▶ **Selected passage**:
=== Section Start ===
Furthermore, the present results reveal significant variations in HV measurements of VCP, BC, and HC materials when comparing the Martens indentation test to the Vickers indenter tester (p < 0.001). The observed disparities in the results could be ascribed to the divergent approaches employed by the two methods. The Vickers indenter tester is known to exhibit inherent subjective variation because the determination of the indentation surface area is based on the average length of both diagonals, which is subjectively determined through microscopic observation by the naked eye [33]. The accuracy of these measurements may be influenced by many factors, including the resolution of the optical system, the perception of the operator, and the elastic recovery of the material [11]. These variables contribute to the observed variability in results.

4.4. Flexural Modulus vs. Indentation Modulus

To compare the results of the E_f and E_iT, the E_f values were converted from MPa units to kN/mm² units. Figure 6 compares the E_f and E_iT of the investigated materials in (kN/mm²). The t-test indicates a significant difference between the E_f and E_iT (p < 0.001). The dissimilarity between E_f and E_iT measurements in the tested materials can be clarified by their distinctive testing procedures. The E_f, ascertained through conducting bending tests, provides an indicator of the ability of the material to withstand deformation when subjected to flexural stress [34]. On the other hand, E_iT evaluates the capacity of a material to withstand localised deformation when subjected to compressive stresses [35]. The disparity in testing methodologies may account for the elevated values of E_iT since materials tend to demonstrate stronger resistance to localised compressive pressures than bending stresses.

4.5. Methodological Considerations and Future Research

All 3D-printed specimens were built in a vertical orientation, which has been previously shown to result in 3D-printed resin composite specimens with superior mechanical properties [13,14]. Although this orientation was selected to standardise specimen fabrication, the inherent anisotropy of the 3D-printed resin composites was not fully assessed [36]. Future studies should evaluate multi-directional mechanical behaviour to further characterise anisotropic responses.
=== Section End ===
▶ **Given data**:
=== Section Start ===
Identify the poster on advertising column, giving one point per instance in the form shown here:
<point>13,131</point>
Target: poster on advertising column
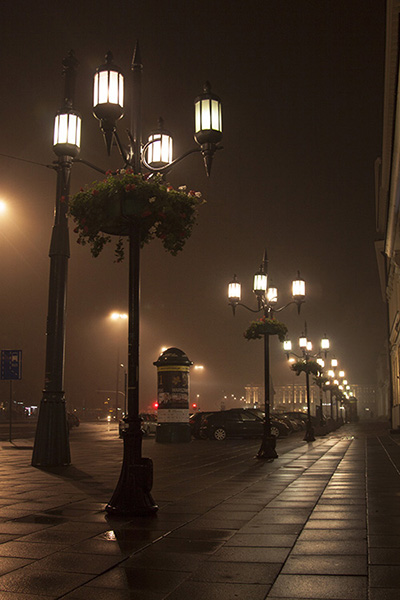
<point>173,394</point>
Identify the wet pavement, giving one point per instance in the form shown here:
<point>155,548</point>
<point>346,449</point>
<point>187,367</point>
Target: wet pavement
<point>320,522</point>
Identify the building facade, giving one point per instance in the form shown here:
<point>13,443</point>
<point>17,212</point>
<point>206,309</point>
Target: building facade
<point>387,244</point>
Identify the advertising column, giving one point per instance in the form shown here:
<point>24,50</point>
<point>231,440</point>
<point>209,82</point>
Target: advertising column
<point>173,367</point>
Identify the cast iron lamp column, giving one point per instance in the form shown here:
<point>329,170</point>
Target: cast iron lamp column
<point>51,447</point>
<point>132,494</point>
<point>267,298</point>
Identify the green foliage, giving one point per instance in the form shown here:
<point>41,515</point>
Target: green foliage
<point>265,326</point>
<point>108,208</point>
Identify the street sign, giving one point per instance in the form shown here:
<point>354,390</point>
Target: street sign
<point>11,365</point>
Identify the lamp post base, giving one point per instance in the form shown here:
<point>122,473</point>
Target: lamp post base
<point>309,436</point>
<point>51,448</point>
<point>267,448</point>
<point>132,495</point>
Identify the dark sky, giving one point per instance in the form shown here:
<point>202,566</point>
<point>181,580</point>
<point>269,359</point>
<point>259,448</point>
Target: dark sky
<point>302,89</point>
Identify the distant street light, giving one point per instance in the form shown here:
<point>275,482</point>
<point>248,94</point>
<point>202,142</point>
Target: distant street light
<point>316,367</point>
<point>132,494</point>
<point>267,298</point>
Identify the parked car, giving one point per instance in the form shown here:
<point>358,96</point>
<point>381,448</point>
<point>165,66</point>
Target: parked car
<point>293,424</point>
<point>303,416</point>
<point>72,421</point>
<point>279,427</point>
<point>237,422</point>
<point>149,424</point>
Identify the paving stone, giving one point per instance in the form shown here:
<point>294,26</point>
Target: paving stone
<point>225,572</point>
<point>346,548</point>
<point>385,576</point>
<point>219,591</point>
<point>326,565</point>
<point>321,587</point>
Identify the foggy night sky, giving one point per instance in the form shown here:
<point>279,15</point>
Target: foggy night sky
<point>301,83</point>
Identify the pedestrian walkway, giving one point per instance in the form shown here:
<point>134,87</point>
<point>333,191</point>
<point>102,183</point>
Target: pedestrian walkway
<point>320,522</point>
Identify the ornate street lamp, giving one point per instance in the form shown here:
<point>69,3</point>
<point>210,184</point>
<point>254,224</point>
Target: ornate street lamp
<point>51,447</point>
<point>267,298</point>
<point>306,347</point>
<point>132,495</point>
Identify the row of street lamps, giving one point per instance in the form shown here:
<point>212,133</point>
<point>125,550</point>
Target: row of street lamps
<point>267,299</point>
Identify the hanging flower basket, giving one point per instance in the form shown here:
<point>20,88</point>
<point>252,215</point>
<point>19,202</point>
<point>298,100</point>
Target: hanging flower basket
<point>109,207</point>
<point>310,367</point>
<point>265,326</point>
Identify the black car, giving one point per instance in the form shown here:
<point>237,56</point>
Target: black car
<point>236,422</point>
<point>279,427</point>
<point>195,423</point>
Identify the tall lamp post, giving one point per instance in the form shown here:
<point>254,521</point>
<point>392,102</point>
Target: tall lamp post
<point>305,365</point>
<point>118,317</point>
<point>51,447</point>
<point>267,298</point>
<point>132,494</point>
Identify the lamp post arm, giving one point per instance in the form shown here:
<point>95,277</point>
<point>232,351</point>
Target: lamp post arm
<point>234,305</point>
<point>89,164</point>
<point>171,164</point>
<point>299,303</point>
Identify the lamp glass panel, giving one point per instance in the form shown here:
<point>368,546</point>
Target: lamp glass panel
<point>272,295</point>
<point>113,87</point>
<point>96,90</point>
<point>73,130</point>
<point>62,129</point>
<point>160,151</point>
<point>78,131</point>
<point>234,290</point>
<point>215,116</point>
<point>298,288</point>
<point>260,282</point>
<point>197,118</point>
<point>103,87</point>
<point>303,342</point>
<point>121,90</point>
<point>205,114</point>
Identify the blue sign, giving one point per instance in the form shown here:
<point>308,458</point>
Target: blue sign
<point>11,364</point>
=== Section End ===
=== Section Start ===
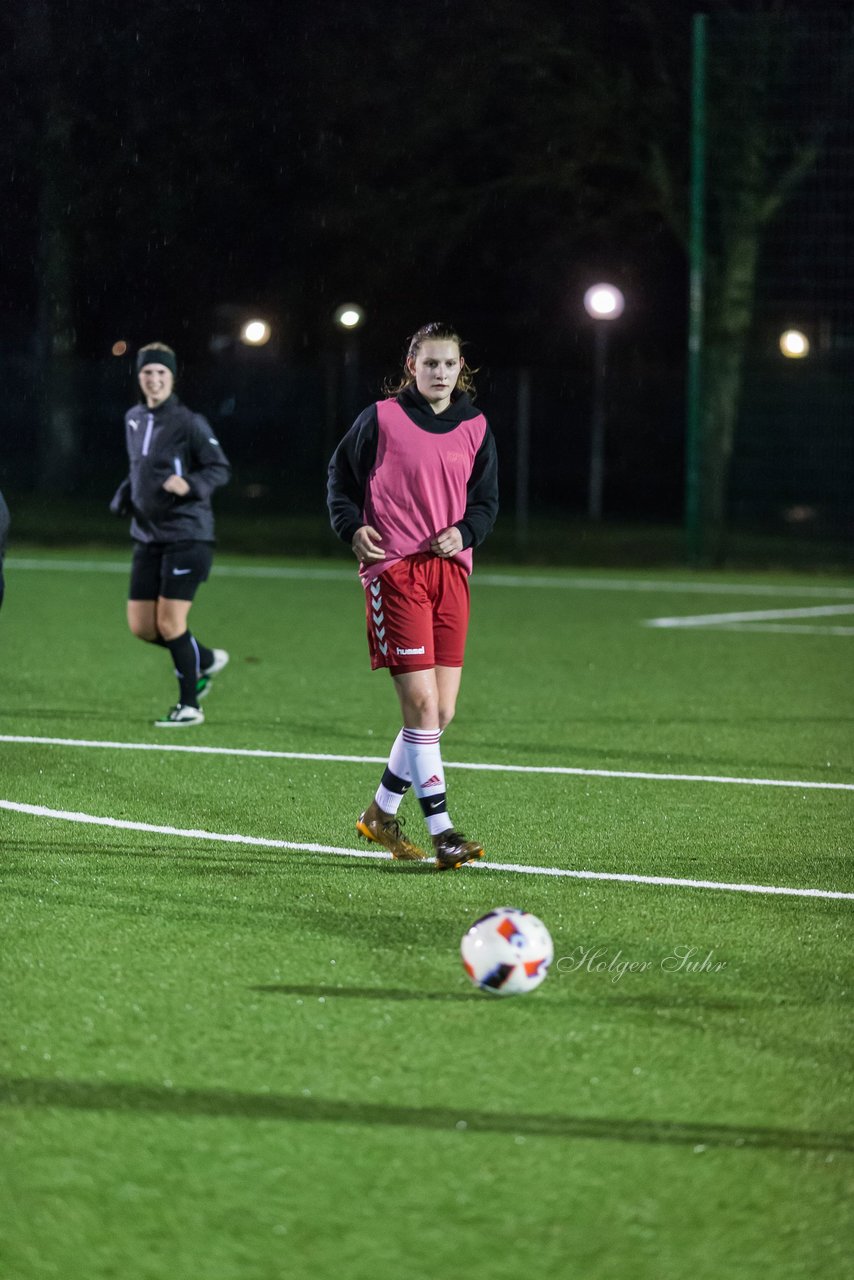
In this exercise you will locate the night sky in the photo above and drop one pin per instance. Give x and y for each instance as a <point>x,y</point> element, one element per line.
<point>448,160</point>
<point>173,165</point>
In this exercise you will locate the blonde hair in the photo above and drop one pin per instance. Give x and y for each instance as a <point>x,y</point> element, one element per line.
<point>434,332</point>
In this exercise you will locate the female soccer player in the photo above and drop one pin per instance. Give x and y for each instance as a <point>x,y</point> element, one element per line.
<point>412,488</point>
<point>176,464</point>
=== Section End ===
▶ **Your assignment**: Continue the discussion of mechanical testing of 3D-printed resin composites, starting after its final sentence. The data has no connection to the text on mechanical testing of resin composites.

▶ **Exercise response**:
Moreover, VarseoSmile Crown Plus was manufactured by BEGO (Germany). Shortly thereafter, BEGO collaborated with Formlabs to allow for the processing of the materials using the Form 3B printer (Formlabs, Somerville, MA, USA) and introduced the material as Permanent Crown Resin. In this study, both materials were tested, yielding different results. These differences likely reflect variations in the 3D printing systems [37]. Stereolithography (SLA; Form 3B, Formlabs, Somerville, MA, USA) utilises a light source wavelength and curing procedure different from those of Digital Light Processing (DLP; Asiga MAX, Asiga, Sydney, Australia). Further investigations should examine the influence of 3D printer type and post-curing conditions, including post-curing device, temperature, and exposure time, on the mechanical properties. Additionally, future research should examine other properties, such as fracture-toughness and fractographic analysis, and incorporate extended ageing protocols, clinical evaluations of wear resistance, and durability to provide deeper insight into the long-term mechanical performance of these materials.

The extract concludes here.